** Start Text segment **

Ether Bank is a decentralized bank on Ethereum. It gives out zero-interest loans for Ether holders. The loans are paid out as stablecoins called Ether dollars.

Ether Dollar Benefits People

Ether dollar makes it possible for people to store value in decentralized money that:

  • Unlike current fiat money has zero inflation
  • Unlike current crypto-assets has no price fall risk in bear market

Ether Dollar Benefits ETH HODLers

Ether dollar makes it possible for ETH hodlers to receive zero interest loans with no due time in order to deal with their expenses without spending their ETH.

Moreover, using ETH to back loans not only increases the demand for but also decreases the supply of ETH and eventually results into a significant boost in price.

Ether Bank as a Lending Platform

Current decentralized loan solutions like SALT, Nexo, or MakerDAO require 2.5% to 22% interest, stability fee, liquidation penalty, etc. Ether Bank however, does not require any kind of interest, fee, or penalty whatsoever. There’s also no due time for paying back the loans in Ether Bank as long as enough collateral has been locked as collateral.

Ether Bank interest rate compared to other decentralized lending platforms

Ether Dollar as a Stablecoin

The loans in Ether Bank are paid in Ether dollars which are crypto-collateralized stablecoins. Ether dollar does not depreciate in accordance with the inflations in the United States. 1 Ether dollar is worth as much as the purchasing power of a US dollar in 2009 which with the start of Bitcoin was the starting point of money decentralization. Since US dollar depreciated by 19% from 2009 to 2019, an Ether dollar is worth 1.19 US dollars in 2019. The main advantages of Ether dollar as compared to other crypto-collateralized stablecoins are presented in the following table:

Other Crypto-collateralized Stablecoins Ether dollar
Stability Lose value by US dollar inflations Maintains a fixed value
Cost Have token based governance Has an immutable smart contract
Have stability fee and liquidation penalty, etc. Has no fees and penalties whatsoever
Simplicity Have thousands lines of code Has hundreds lines of code
Have extra tokens besides the collateral and stable tokens Has no extra tokens
Reliability Require higher fee and interest in high demands to benefit the investors Requires higher collateral in high demands to secure the system
Have Higher default risk Has lower default risk

Stability Mechanism; Simply Put.

** End Text segment **

Written problem 1: In the Ether Bank text, what form are the loans paid out in?
Written problem 2: Identify each line of the rows that contains the string "dirt" and copy it out in full. Case counts.
The text and the rows that follow are unrelated to each other.

** Start Records **

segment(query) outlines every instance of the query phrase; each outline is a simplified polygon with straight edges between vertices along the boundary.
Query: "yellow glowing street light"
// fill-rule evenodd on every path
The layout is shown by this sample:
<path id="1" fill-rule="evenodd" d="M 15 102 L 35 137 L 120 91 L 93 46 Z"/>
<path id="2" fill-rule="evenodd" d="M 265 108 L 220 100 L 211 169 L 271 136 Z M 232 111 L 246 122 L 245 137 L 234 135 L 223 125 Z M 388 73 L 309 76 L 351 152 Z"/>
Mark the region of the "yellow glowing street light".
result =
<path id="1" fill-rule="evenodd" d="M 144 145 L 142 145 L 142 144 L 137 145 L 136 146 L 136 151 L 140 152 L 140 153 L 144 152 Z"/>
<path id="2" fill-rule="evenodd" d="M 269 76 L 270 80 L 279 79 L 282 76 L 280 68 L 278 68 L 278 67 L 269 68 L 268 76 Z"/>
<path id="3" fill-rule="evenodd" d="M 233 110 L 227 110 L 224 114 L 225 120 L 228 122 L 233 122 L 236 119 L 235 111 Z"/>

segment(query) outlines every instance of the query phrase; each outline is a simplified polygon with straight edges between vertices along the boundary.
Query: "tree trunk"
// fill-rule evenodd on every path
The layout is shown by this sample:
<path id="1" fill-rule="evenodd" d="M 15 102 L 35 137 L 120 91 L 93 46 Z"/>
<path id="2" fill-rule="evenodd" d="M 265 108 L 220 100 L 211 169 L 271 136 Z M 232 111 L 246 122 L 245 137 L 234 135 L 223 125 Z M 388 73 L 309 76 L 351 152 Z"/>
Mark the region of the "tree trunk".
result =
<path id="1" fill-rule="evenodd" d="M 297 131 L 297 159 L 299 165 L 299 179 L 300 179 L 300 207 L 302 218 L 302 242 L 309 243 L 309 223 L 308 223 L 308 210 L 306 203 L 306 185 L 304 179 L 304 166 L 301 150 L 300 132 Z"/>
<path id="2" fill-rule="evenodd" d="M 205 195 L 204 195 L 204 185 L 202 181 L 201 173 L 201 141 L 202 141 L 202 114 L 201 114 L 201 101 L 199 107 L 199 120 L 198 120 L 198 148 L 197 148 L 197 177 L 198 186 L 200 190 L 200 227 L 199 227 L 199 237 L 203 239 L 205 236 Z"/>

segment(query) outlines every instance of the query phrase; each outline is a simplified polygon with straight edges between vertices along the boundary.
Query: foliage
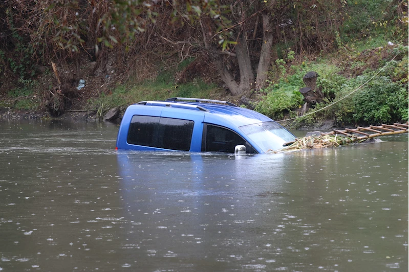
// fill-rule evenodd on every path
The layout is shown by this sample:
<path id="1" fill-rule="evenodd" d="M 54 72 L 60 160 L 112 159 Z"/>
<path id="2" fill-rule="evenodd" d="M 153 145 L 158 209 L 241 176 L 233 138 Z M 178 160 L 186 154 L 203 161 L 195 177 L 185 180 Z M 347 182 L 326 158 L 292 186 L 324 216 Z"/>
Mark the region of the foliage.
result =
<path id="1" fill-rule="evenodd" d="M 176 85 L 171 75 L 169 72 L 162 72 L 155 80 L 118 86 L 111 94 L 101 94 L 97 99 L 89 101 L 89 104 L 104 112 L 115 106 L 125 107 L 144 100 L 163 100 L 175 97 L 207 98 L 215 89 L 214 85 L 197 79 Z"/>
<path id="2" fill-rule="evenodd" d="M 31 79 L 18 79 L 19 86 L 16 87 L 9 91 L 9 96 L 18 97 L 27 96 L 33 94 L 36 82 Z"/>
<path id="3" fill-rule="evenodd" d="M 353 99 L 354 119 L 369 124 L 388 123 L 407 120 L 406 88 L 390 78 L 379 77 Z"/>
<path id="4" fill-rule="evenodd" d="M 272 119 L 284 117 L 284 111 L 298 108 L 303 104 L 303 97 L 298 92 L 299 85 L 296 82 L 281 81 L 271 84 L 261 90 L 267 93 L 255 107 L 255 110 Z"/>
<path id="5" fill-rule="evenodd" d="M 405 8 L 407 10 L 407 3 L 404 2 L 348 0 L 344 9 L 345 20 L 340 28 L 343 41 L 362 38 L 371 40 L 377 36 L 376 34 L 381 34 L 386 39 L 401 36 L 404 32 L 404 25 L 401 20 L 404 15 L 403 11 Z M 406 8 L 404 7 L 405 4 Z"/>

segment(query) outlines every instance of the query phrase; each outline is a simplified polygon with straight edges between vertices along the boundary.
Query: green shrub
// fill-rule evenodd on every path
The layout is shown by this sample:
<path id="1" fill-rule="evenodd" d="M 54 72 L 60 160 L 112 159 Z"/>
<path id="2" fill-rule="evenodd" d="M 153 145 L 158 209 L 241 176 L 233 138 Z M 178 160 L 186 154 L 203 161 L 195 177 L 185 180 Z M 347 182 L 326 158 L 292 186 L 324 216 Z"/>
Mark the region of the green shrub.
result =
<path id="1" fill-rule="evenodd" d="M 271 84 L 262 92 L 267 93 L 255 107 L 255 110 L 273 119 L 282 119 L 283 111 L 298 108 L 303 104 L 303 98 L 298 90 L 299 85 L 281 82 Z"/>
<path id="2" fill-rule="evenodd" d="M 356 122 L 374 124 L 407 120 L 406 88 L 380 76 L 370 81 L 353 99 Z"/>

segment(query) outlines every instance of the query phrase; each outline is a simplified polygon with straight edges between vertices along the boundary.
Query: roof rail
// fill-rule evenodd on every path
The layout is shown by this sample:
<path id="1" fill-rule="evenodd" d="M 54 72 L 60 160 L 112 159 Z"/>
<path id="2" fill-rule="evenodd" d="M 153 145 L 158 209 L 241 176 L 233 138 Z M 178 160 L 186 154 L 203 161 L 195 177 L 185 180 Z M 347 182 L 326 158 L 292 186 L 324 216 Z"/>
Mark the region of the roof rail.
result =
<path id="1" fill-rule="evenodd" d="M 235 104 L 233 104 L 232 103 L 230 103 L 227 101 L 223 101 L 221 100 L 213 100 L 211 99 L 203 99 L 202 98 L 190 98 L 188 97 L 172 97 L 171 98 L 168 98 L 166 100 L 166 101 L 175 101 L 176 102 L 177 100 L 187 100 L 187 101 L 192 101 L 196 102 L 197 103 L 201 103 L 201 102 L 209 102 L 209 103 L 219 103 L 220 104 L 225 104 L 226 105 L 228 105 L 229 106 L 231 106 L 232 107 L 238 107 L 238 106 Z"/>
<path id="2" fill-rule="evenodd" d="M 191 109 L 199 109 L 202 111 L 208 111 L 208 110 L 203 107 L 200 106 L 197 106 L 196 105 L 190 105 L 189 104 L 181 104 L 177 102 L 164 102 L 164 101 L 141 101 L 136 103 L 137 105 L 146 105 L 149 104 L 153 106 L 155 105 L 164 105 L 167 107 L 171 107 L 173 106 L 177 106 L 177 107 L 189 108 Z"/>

** End Records **
** Start Records **

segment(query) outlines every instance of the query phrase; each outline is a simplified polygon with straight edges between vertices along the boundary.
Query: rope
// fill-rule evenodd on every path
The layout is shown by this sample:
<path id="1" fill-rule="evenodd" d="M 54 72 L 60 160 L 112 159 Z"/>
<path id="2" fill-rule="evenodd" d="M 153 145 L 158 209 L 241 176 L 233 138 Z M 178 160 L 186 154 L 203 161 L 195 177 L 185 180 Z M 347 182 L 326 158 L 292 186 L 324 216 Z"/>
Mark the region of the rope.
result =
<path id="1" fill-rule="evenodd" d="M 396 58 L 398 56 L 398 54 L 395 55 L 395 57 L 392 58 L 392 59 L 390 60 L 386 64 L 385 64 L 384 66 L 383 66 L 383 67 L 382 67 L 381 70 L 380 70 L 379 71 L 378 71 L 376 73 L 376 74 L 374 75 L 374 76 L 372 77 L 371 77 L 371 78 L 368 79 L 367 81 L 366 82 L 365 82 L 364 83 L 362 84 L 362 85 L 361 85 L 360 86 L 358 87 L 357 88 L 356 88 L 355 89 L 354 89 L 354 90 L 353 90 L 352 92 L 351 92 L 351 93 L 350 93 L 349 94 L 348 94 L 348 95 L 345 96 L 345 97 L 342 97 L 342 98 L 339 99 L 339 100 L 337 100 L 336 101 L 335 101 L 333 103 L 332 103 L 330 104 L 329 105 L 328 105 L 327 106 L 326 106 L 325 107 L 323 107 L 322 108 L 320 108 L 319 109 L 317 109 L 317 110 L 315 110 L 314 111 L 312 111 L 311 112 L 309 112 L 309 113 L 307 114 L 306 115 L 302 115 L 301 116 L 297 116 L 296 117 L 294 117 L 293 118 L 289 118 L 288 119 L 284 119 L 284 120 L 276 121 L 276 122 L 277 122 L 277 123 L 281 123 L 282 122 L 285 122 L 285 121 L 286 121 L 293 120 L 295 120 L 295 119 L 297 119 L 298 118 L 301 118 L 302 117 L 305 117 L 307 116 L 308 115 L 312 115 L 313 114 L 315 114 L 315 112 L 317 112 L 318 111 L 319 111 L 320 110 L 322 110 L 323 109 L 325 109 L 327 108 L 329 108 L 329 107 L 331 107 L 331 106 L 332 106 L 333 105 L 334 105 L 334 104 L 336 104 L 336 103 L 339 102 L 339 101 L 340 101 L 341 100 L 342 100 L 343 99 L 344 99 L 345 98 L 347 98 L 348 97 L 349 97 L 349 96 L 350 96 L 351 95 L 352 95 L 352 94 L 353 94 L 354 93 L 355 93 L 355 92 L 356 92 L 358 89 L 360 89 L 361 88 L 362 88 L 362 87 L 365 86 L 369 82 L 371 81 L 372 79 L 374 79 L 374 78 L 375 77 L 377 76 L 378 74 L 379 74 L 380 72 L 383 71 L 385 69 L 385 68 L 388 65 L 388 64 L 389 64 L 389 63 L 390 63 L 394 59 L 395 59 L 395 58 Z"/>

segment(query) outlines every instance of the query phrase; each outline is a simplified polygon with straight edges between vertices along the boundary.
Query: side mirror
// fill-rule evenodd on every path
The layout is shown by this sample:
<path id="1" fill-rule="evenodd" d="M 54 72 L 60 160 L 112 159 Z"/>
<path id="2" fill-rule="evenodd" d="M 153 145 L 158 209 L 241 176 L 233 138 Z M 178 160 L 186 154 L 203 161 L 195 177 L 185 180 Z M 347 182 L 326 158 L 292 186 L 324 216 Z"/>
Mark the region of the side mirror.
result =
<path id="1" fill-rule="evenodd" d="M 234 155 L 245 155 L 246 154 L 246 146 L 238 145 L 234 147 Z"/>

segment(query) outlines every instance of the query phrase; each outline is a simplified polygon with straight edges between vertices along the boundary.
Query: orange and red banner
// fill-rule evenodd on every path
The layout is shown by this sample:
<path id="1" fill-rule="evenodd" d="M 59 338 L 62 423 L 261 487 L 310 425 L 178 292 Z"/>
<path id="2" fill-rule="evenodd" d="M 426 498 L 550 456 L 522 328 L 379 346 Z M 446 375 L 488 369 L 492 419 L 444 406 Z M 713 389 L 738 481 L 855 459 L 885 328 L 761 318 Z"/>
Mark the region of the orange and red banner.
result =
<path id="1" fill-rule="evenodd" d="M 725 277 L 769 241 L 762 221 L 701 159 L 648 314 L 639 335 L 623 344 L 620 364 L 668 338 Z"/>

** End Records **
** Start Records **

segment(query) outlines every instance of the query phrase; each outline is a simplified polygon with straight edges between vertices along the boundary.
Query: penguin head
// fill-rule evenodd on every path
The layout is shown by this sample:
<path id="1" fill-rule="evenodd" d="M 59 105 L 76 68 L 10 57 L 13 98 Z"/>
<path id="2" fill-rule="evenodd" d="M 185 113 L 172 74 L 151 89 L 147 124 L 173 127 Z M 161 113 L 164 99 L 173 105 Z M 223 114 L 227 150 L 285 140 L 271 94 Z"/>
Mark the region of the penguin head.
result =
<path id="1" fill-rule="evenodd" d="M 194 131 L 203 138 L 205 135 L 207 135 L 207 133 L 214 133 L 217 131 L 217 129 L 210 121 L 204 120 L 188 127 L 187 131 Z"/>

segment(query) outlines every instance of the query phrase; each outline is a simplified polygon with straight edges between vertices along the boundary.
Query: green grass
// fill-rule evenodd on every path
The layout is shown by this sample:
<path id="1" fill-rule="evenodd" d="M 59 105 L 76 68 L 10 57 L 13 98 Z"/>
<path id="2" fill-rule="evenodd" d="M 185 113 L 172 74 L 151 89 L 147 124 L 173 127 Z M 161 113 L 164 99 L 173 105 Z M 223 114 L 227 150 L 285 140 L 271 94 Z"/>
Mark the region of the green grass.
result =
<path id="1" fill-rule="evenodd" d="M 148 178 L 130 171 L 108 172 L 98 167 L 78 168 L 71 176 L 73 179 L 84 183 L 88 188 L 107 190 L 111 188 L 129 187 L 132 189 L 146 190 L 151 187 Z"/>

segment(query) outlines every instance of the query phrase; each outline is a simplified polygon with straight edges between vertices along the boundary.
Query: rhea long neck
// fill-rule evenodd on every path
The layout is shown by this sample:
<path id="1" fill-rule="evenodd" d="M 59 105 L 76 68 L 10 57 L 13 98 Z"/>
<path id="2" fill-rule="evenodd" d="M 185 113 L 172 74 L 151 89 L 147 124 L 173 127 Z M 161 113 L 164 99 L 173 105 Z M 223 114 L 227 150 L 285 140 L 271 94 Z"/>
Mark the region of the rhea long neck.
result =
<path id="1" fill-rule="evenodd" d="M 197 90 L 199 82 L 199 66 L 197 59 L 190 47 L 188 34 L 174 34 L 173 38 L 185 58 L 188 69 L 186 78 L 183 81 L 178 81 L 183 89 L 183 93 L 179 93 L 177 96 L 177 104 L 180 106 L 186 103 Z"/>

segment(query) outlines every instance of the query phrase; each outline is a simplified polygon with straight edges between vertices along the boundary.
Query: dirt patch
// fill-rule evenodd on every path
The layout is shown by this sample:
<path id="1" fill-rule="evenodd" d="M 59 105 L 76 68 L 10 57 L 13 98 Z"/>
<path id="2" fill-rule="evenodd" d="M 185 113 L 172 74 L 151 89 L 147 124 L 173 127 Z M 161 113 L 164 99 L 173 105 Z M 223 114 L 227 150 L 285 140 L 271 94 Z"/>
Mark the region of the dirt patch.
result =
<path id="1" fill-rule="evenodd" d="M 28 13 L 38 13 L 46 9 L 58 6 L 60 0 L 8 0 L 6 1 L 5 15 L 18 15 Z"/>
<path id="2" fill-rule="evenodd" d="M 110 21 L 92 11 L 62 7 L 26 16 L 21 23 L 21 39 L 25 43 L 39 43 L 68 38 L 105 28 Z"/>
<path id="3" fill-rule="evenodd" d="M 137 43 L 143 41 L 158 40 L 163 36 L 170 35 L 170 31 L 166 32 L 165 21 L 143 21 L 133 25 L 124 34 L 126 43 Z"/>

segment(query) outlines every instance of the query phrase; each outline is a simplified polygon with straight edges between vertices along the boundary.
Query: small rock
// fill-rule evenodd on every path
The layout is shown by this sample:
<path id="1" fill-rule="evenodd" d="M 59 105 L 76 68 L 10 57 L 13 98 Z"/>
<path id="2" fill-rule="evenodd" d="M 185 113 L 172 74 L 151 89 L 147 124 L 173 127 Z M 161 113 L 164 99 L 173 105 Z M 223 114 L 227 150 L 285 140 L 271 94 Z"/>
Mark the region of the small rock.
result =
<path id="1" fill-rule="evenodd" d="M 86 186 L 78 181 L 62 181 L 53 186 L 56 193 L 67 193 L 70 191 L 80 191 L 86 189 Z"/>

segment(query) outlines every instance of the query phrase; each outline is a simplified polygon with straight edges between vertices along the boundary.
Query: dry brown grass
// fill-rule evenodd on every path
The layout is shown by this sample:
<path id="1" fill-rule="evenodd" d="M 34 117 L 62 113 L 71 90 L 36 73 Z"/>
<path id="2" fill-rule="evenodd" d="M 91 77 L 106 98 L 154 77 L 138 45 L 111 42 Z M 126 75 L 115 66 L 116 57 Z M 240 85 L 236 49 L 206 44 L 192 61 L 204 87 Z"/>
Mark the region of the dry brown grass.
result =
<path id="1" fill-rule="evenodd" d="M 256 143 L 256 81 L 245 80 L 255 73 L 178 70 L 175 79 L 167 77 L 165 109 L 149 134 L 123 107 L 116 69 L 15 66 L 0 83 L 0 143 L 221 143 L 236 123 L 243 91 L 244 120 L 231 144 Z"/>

** End Records **

Full response 1: As stablecoins called Ether dollars.

Full response 2:
Query: dirt patch
Mark the region of the dirt patch.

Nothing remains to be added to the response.